[start of Available records]

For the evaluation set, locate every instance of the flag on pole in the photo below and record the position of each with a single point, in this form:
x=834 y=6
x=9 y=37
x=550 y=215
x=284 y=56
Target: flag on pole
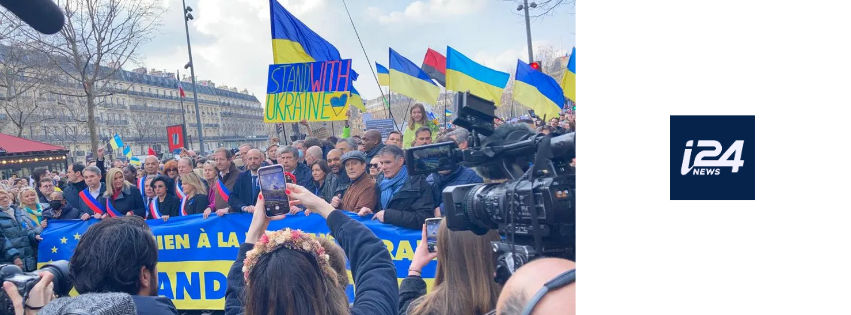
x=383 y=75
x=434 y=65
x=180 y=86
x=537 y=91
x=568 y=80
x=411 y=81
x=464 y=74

[end of Available records]
[start of Available records]

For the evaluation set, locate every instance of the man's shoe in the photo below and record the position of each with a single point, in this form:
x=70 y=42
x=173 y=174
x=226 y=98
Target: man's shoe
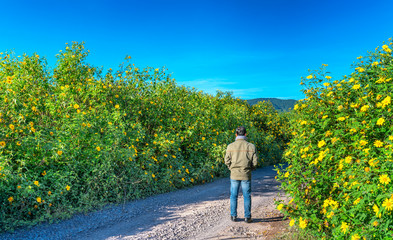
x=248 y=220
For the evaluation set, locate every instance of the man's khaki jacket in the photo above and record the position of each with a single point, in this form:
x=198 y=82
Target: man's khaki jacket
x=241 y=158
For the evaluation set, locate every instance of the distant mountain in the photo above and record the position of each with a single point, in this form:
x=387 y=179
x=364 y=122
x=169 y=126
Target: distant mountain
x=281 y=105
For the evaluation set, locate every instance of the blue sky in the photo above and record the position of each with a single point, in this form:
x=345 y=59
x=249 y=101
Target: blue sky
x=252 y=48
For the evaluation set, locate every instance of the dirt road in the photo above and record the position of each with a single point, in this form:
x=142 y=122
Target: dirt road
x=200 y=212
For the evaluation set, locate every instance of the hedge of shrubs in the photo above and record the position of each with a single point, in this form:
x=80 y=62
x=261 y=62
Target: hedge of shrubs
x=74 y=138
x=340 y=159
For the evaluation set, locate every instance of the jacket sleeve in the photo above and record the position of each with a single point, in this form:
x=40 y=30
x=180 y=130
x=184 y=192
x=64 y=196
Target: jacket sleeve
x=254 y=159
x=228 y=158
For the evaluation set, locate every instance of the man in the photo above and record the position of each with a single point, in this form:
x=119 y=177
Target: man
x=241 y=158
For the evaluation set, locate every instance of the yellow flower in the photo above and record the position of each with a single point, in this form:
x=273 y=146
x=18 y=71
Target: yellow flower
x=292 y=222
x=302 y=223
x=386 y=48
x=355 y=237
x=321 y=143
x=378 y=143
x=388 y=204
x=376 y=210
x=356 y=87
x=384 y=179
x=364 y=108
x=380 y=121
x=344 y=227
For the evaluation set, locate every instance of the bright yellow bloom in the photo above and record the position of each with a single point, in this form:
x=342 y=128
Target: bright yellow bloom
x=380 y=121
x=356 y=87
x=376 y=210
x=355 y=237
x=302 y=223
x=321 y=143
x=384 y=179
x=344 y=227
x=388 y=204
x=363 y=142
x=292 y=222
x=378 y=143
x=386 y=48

[end of Available records]
[start of Available records]

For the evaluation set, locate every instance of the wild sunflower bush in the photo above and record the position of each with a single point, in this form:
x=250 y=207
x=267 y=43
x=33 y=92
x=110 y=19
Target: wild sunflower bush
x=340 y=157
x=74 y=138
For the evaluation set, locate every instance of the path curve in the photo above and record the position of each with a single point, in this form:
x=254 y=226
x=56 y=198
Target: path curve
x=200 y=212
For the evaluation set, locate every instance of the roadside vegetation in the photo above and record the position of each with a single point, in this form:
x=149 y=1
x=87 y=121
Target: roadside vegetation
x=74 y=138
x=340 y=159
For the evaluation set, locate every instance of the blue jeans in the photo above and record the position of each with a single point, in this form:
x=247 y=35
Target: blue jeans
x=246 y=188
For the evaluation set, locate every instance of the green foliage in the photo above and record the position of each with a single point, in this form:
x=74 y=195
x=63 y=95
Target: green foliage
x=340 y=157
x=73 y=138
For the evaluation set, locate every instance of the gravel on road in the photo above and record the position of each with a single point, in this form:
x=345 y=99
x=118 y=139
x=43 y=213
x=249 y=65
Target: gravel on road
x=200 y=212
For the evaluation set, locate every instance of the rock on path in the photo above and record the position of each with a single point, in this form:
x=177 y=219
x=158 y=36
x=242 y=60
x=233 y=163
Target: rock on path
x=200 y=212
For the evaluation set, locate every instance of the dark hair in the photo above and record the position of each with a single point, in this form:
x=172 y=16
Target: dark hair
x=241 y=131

[end of Available records]

**To do:** Put the data lines between the one holding "For the evaluation set, locate every instance of the man's shoe" and the one holding "x=248 y=220", inclusive, into a JSON list of strings with one string per line and blank lines dropped. Leave out the pictures.

**Task response:**
[
  "For the evaluation set, locate every instance of the man's shoe in the photo below and record the position of each with a single point, in this form:",
  "x=70 y=42",
  "x=173 y=174",
  "x=226 y=98",
  "Target: man's shoe",
  "x=248 y=220"
]